# AVAILABLE RECORDS:

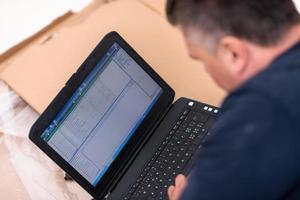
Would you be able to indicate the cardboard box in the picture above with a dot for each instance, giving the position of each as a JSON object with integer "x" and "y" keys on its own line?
{"x": 41, "y": 67}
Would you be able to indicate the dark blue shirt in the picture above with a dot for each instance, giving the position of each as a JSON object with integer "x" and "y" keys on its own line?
{"x": 254, "y": 148}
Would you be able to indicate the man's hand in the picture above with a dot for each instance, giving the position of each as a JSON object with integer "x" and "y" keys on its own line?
{"x": 175, "y": 192}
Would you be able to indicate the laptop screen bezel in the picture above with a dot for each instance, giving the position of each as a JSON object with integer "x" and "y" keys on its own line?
{"x": 122, "y": 161}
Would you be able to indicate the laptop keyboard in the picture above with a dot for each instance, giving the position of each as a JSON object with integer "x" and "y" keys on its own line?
{"x": 170, "y": 158}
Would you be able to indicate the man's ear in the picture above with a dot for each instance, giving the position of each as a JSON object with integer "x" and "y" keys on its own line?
{"x": 234, "y": 54}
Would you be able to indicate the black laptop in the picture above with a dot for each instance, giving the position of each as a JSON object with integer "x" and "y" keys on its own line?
{"x": 115, "y": 129}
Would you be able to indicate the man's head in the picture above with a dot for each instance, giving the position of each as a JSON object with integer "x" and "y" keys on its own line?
{"x": 235, "y": 38}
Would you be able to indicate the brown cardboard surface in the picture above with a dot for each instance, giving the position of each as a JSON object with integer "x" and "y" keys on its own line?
{"x": 40, "y": 71}
{"x": 11, "y": 186}
{"x": 157, "y": 5}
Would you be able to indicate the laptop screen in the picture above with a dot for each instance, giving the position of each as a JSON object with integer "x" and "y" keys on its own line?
{"x": 102, "y": 114}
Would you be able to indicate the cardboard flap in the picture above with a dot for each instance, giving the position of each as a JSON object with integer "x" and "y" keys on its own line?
{"x": 38, "y": 73}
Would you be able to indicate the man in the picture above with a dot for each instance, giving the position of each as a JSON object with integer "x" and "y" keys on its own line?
{"x": 251, "y": 48}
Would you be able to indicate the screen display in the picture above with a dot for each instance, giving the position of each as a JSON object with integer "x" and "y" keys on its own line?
{"x": 102, "y": 114}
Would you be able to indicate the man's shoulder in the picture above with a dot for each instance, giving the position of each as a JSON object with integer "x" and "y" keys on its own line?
{"x": 277, "y": 87}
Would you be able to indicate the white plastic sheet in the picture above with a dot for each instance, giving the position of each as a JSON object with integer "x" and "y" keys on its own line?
{"x": 30, "y": 170}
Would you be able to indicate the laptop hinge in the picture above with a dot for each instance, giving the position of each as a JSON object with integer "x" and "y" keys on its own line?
{"x": 155, "y": 126}
{"x": 107, "y": 196}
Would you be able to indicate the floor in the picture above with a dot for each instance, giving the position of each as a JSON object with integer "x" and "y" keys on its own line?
{"x": 24, "y": 166}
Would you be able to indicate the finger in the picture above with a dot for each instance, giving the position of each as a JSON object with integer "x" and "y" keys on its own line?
{"x": 181, "y": 183}
{"x": 170, "y": 191}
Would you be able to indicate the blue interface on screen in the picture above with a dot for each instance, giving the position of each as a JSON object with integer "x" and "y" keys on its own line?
{"x": 102, "y": 114}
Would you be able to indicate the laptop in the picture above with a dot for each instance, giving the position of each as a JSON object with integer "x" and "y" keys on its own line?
{"x": 115, "y": 129}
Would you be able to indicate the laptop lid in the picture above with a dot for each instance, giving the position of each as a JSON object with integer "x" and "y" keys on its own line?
{"x": 99, "y": 120}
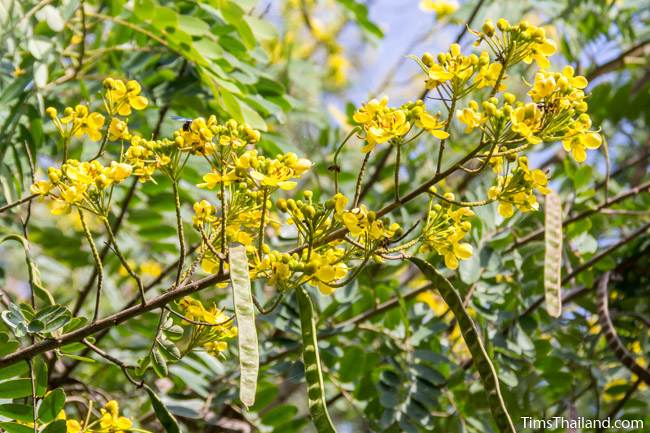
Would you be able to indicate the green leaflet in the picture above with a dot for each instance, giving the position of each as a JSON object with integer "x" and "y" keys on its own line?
{"x": 553, "y": 254}
{"x": 34, "y": 275}
{"x": 249, "y": 358}
{"x": 164, "y": 416}
{"x": 311, "y": 359}
{"x": 480, "y": 357}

# WRITTEN INSTRUCTION:
Copy the listing above word for word, leaving out the pictures.

# OUTPUT FOR THIS EXERCISE:
Would you be able to indicate the cardboard box in the picture above with a dot for each instance, giving the position of each as a JSON object with integer "x" and "y" keys on its own line?
{"x": 41, "y": 67}
Would you be able to indicate the dark blue shirt in the picture above with a dot for each instance, giving the position of each as a JSON object with integer "x" and "y" keys on its own line?
{"x": 254, "y": 148}
Would you be able to indicate the man's hand in the picture above with a dot for each instance, giving the position of each as a JSON object with integer "x" and "y" keys on its own line?
{"x": 175, "y": 192}
Would you be able to indicate the laptop screen bezel in the picture above with a dot for each instance, giving the position of each as a JSON object with integer "x" and "y" keys on its own line?
{"x": 122, "y": 161}
Would you be able to indicate the laptop keyboard in the picture above with a dot for each instance, giving the position of each as a JSON object with integer "x" and "y" keys on its own line?
{"x": 170, "y": 158}
Would you be able to indicate the man's ear in the picture above with a dot for each instance, giving the position of each as a JSON object with integer "x" and "y" keys on its own line?
{"x": 234, "y": 54}
Would you be able to indicate the black laptop in the picture above with a dot for each instance, giving the position of each as a JSON object with integer "x" and "y" keys on its own line?
{"x": 115, "y": 129}
Would you be able to indicate the man's head in the picture above with a dot for each instance, giving the position of each as a JSON object with integer "x" and "y" keys on its own line?
{"x": 235, "y": 38}
Would you be able to indicate the brown cardboard surface in the picture above with a dot for each instance, giving the position of each as a JSON object with integer "x" and "y" keys on its own line?
{"x": 40, "y": 71}
{"x": 11, "y": 186}
{"x": 157, "y": 5}
Would you be able to indicate the laptop screen in the picture above with a dot for each instance, giving the position of each as a JSON object with integer "x" and "y" keys on its own line?
{"x": 102, "y": 114}
Would you be able to indicate the cardboard flap in the picture above with a dot for each instance, giving the position of each as a JSON object with integer "x" and "y" keys on its own line?
{"x": 38, "y": 73}
Would you be able to indicate the man in the picture above with a dot for each instance, giving the position of each as a JSON object with integer "x" and "y" keys on its own line?
{"x": 251, "y": 48}
Would you be able to indicate the screen display in the picture above with a dot for each instance, giving the position of each as a JSON object with integer "x" and "y" keys on its own line?
{"x": 102, "y": 114}
Would you be able to indicate the man's shoulder in the picture above with a dot for each instance, giving the position of each as a JSON object with integer "x" and "y" keys on its own line?
{"x": 277, "y": 87}
Would you be able to indicate the white plastic sheet in the picture above with a dot for each instance, giving the position of each as a JSON object with integer "x" and "y" keys on its own line?
{"x": 30, "y": 170}
Would you be able to indicate the laptop hinge in the picture above with a dot for each instance, giving the position of each as a JSON object with integer "x" and "y" keys on its own line?
{"x": 155, "y": 126}
{"x": 107, "y": 196}
Would you be able to indicate the floor in the picture above with a dot for each instance, giving the position of each as a JSON object with integer "x" and "y" keys on its own line?
{"x": 24, "y": 166}
Would you be able to indicate the finger in the picture above with a dot for each instance, giving the position of each as a JSON object with integer "x" and "y" keys on its own line?
{"x": 181, "y": 183}
{"x": 170, "y": 191}
Would you be able to indicate the blue interface on screen in the picture above with a dot for each instance, giving the position of each as a JSON object with integer "x" and "y" keys on its own line?
{"x": 102, "y": 114}
Would you be able to indicate the laptop in the picture above with a dot for each instance, giving the position of each as a JSON object with integer "x" and "y" keys on its own line?
{"x": 115, "y": 129}
Would you be able to indicate the laptop lid in the picture above with a dot for each instance, giving the position of each as a JSON object with integer "x" and "y" keys on its own line?
{"x": 99, "y": 120}
Would you be able to indicate the green leaflet in the picture above with a dot for each instance, giving the position of each as a JSON object with integer "x" and "y" keys on its own line?
{"x": 553, "y": 254}
{"x": 34, "y": 275}
{"x": 249, "y": 358}
{"x": 164, "y": 416}
{"x": 311, "y": 359}
{"x": 480, "y": 357}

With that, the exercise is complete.